#### [Источник]
***

Иммунитарная логика базируется скорее на не-отрицании, отрицании отрицания, чем на утверждении. Негативное не только переживает свое лекарство, оно конституирует условие эффективности [самого лекарства]. Словно бы оно было раздвоено на две половины, одна из которых требуется для сдерживания иного: меньшее из двух зол призвано сдерживать величайшее зло, но на его же языке…[39]

Ключевая ставка аффирмативного проекта Эспозито состоит в том, чтобы сместить негативную силу иммунного, уловив его глубинную связь с общим, или коммунитарным, тем самым показав, что «иммунное – не враг общего, но скорее что-то более сложное, что-то, что заключает в себе и стимулирует общее»[40]. Фактически Эспозито в проработке своего биополитического проекта эксплуатирует фармаконическую логику протокола: связь общего и иммунного, communitas и immunitas, является олицетворением специфической меры диалектики, в которой возможно пластичное перераспределение негативных эффектов в аффирмативные, остающееся при этом, если угодно, в рамках одной и той же экономии.

Тем самым мы получаем колоссальные возможности масштабирования: исключающее включение и его фармакодинамика релевантна как межклеточной политике организма, так и масштабам человеческого государства. Это позволяет связать наше рассмотрение во всеобщий масштабируемый комплекс биовласти, изобретая тем самым более эффективные меры сопротивления и коррекции нашего текущего биополитического курса, которые работали бы сразу на нескольких уровнях. Протоколизация биополитики, осуществляемая через самый универсальный и масштабируемый ее элемент (иммунитет), позволяет трактовать последнюю в качестве сложной и тонкой системы организации, политизированной на бесконечно малых масштабах.

***

#### [Перечень]
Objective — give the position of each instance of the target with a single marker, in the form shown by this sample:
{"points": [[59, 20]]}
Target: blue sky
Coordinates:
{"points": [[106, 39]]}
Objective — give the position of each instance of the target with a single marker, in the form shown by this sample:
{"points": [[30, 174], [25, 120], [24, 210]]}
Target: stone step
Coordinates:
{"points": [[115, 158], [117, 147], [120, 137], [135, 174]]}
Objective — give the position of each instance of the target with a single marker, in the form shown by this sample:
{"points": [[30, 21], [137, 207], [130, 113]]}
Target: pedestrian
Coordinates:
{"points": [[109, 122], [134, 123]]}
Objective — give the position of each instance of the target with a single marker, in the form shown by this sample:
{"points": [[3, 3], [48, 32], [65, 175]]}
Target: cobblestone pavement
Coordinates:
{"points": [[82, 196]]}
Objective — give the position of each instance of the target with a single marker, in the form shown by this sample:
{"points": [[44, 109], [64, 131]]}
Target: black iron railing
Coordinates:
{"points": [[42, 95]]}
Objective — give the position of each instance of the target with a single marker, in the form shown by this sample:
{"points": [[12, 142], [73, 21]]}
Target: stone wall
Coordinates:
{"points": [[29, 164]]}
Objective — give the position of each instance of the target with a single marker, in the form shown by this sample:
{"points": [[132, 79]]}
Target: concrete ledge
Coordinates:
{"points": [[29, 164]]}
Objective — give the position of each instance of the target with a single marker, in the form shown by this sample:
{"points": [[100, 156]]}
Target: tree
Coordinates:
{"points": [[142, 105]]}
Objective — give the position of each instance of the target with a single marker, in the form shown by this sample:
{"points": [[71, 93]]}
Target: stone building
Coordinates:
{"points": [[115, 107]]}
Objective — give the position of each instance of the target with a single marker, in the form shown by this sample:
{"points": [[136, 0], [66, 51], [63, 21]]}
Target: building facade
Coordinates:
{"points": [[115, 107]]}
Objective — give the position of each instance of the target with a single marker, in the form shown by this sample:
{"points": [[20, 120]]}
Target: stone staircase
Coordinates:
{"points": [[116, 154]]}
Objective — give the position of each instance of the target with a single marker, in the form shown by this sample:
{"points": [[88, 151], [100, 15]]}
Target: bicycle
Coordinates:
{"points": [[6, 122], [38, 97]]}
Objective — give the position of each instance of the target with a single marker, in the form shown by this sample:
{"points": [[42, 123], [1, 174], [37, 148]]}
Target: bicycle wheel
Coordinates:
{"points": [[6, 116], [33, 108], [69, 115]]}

***

#### [Задание]
Дословно перепишите отрывок из текста о биополитике Эспозито, начиная со слов «Ключевая ставка аффирмативного» и вплоть до слов «той же экономии.» включительно.

#### [Решение]
Ключевая ставка аффирмативного проекта Эспозито состоит в том, чтобы сместить негативную силу иммунного, уловив его глубинную связь с общим, или коммунитарным, тем самым показав, что «иммунное – не враг общего, но скорее что-то более сложное, что-то, что заключает в себе и стимулирует общее»[40]. Фактически Эспозито в проработке своего биополитического проекта эксплуатирует фармаконическую логику протокола: связь общего и иммунного, communitas и immunitas, является олицетворением специфической меры диалектики, в которой возможно пластичное перераспределение негативных эффектов в аффирмативные, остающееся при этом, если угодно, в рамках одной и той же экономии.